__What to produce__: Could you add 115 to every coordinate in the answers and write out each line of the material from the line with "Each instance receives one keypoint. Tag the sideboard" up to and including the line with "<point>734,160</point>"?

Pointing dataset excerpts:
>>>>>

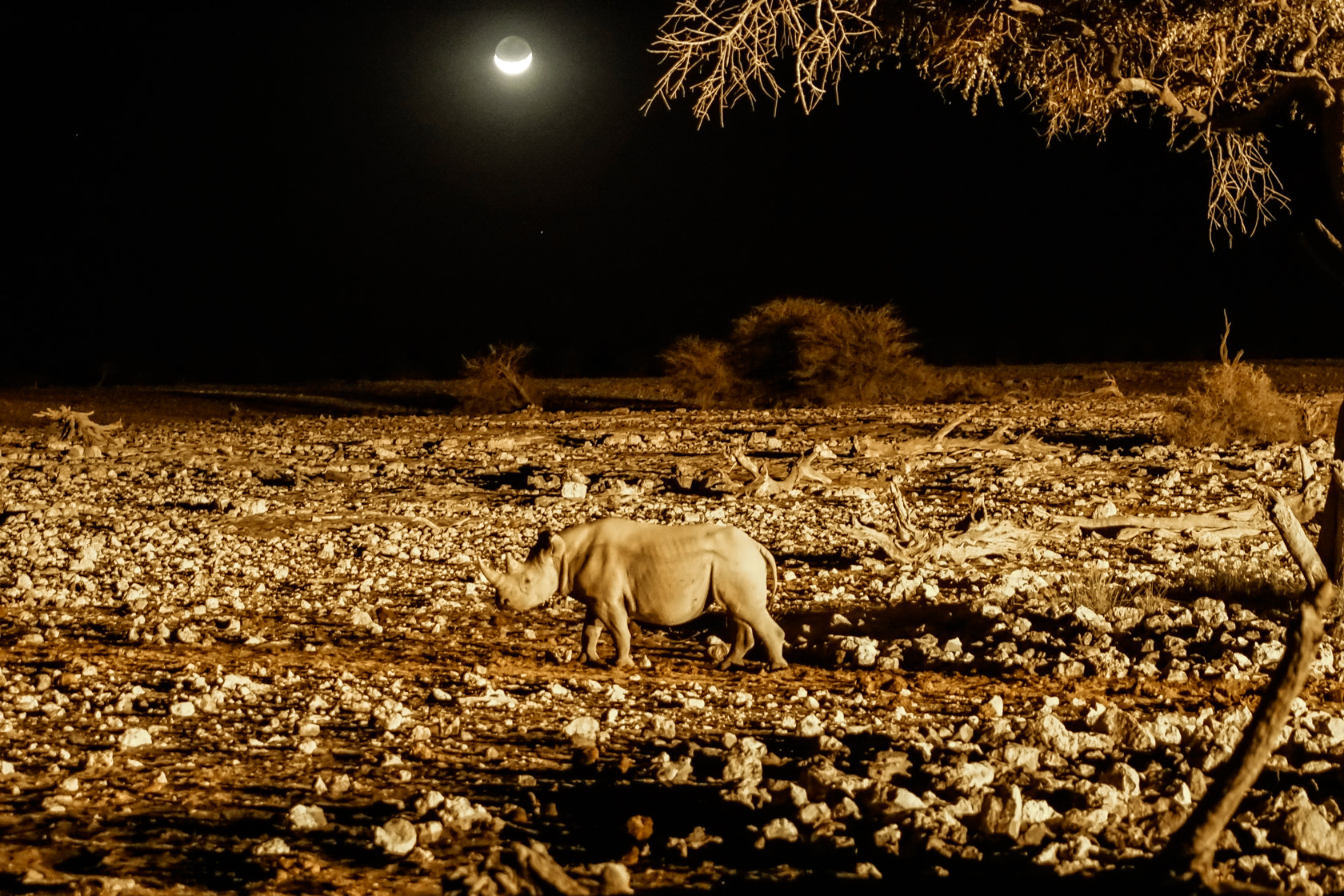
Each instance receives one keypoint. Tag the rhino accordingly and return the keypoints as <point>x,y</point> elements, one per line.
<point>624,570</point>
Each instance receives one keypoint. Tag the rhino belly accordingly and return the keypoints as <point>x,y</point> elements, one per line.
<point>668,599</point>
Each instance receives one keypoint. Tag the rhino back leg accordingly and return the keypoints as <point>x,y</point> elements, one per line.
<point>745,595</point>
<point>742,641</point>
<point>592,634</point>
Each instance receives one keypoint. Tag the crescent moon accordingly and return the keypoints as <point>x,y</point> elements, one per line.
<point>514,66</point>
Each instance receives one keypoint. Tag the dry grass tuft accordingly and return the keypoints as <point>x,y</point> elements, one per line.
<point>806,351</point>
<point>495,382</point>
<point>701,371</point>
<point>1098,590</point>
<point>1233,402</point>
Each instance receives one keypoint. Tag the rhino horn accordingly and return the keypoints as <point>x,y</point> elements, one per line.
<point>491,575</point>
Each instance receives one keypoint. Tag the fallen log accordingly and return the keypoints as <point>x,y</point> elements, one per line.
<point>75,425</point>
<point>1190,852</point>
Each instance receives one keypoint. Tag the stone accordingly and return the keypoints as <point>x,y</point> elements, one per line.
<point>582,731</point>
<point>1126,730</point>
<point>970,777</point>
<point>306,817</point>
<point>273,846</point>
<point>614,880</point>
<point>132,738</point>
<point>1310,833</point>
<point>397,837</point>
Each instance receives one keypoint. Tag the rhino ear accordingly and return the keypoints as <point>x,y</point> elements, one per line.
<point>554,547</point>
<point>491,575</point>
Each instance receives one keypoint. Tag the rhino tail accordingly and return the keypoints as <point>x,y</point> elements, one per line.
<point>774,578</point>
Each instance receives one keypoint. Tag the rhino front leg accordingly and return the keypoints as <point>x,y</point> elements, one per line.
<point>592,633</point>
<point>620,626</point>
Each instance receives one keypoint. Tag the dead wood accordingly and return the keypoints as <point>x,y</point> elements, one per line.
<point>762,486</point>
<point>1109,387</point>
<point>77,426</point>
<point>1172,523</point>
<point>976,536</point>
<point>1331,544</point>
<point>999,439</point>
<point>1191,850</point>
<point>948,427</point>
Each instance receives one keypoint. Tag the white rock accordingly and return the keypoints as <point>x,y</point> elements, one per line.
<point>132,738</point>
<point>582,731</point>
<point>306,817</point>
<point>397,837</point>
<point>614,880</point>
<point>273,846</point>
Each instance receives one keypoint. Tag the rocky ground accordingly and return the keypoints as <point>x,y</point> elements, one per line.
<point>243,648</point>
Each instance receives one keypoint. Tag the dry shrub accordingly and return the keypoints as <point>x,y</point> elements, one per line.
<point>495,382</point>
<point>794,351</point>
<point>701,371</point>
<point>1233,402</point>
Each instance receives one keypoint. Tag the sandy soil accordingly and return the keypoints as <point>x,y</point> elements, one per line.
<point>258,602</point>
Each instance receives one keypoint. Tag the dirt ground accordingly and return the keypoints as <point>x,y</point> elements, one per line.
<point>245,646</point>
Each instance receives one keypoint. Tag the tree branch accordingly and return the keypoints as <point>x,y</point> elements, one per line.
<point>1308,87</point>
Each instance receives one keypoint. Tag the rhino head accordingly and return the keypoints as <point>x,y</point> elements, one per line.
<point>533,582</point>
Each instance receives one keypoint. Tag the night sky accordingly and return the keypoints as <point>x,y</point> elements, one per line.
<point>306,191</point>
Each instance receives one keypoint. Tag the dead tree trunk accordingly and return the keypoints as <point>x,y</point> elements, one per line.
<point>1331,544</point>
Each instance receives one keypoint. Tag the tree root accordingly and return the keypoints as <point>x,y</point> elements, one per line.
<point>77,426</point>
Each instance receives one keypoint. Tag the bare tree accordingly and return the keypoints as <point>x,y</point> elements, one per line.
<point>1222,71</point>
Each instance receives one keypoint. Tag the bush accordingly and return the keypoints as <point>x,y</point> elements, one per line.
<point>701,371</point>
<point>495,382</point>
<point>1233,402</point>
<point>806,351</point>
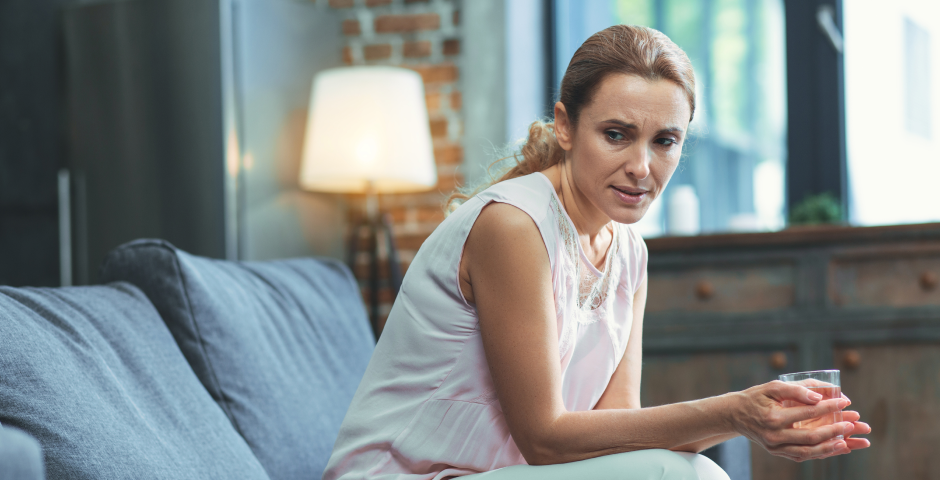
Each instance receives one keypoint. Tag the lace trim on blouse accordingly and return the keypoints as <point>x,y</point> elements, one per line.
<point>592,291</point>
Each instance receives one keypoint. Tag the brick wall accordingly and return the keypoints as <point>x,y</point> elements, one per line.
<point>423,35</point>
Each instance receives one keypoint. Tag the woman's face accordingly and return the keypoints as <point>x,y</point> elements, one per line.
<point>626,144</point>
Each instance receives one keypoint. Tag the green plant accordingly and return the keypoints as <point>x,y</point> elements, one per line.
<point>817,209</point>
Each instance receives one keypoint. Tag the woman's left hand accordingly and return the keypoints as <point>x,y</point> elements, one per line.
<point>861,428</point>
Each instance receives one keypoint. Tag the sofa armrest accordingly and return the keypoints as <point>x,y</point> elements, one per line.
<point>20,456</point>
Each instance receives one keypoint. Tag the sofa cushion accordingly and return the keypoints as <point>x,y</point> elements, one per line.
<point>95,376</point>
<point>281,345</point>
<point>20,455</point>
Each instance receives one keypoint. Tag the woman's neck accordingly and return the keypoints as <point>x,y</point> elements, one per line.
<point>593,226</point>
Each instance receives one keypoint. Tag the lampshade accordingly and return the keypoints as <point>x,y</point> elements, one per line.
<point>368,124</point>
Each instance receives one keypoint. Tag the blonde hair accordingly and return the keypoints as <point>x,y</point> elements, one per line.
<point>629,49</point>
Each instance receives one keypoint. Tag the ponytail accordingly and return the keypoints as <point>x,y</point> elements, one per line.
<point>539,152</point>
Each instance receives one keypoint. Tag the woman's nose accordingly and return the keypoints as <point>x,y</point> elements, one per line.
<point>638,161</point>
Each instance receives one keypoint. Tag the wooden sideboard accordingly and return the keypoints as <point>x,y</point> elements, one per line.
<point>726,312</point>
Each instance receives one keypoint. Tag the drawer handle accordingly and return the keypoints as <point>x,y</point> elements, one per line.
<point>928,281</point>
<point>778,360</point>
<point>704,290</point>
<point>851,359</point>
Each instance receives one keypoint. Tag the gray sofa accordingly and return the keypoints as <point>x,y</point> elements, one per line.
<point>180,367</point>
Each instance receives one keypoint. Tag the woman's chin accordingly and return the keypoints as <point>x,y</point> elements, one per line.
<point>631,214</point>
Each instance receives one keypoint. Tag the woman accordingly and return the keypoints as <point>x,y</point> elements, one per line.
<point>516,338</point>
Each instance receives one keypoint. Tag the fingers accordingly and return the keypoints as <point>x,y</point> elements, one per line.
<point>861,428</point>
<point>810,436</point>
<point>857,443</point>
<point>797,414</point>
<point>801,453</point>
<point>790,391</point>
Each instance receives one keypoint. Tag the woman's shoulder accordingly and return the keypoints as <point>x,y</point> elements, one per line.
<point>532,193</point>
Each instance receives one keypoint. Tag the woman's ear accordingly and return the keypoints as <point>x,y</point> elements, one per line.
<point>563,130</point>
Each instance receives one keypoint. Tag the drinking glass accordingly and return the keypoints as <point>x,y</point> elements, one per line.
<point>823,382</point>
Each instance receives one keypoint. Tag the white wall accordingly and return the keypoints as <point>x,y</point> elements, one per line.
<point>893,173</point>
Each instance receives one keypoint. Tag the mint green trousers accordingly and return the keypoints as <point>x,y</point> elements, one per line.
<point>638,465</point>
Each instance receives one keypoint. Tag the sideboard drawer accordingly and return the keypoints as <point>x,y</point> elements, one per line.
<point>901,280</point>
<point>737,289</point>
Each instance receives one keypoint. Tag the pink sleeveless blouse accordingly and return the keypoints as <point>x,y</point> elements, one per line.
<point>426,407</point>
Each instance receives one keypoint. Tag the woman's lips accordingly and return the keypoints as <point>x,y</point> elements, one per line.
<point>630,196</point>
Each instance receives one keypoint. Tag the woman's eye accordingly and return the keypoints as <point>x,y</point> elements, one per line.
<point>614,135</point>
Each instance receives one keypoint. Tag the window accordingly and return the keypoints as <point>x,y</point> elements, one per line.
<point>892,98</point>
<point>734,160</point>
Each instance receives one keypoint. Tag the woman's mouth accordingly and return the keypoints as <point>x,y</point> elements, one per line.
<point>630,195</point>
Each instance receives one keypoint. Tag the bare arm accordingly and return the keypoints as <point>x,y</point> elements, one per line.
<point>510,277</point>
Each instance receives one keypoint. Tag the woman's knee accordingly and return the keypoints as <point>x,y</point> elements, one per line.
<point>669,465</point>
<point>704,467</point>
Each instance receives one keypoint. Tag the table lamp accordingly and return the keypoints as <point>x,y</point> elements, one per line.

<<<<<

__Solution for this exercise__:
Each instance receives one keypoint. Tag the sideboard drawer accordingly and return the keypoints as <point>x,y</point> elements, one per line.
<point>1016,395</point>
<point>852,404</point>
Each instance receives one keypoint. Tag the pink sleeveless blouse accordingly and return the keypoints as <point>x,y</point> elements, one per line.
<point>541,522</point>
Each instance receives one keypoint. Tag the woman's lips accordingly and return the keypoints as <point>x,y</point> elements, one per line.
<point>745,311</point>
Each instance receives one keypoint. Tag the woman's eye accordingly and return the keypoints as <point>x,y</point> elements, one per line.
<point>729,250</point>
Each instance receives one keypoint. Tag the window accordingly and return the keypoints as <point>x,y</point> elements, one per line.
<point>1007,213</point>
<point>849,275</point>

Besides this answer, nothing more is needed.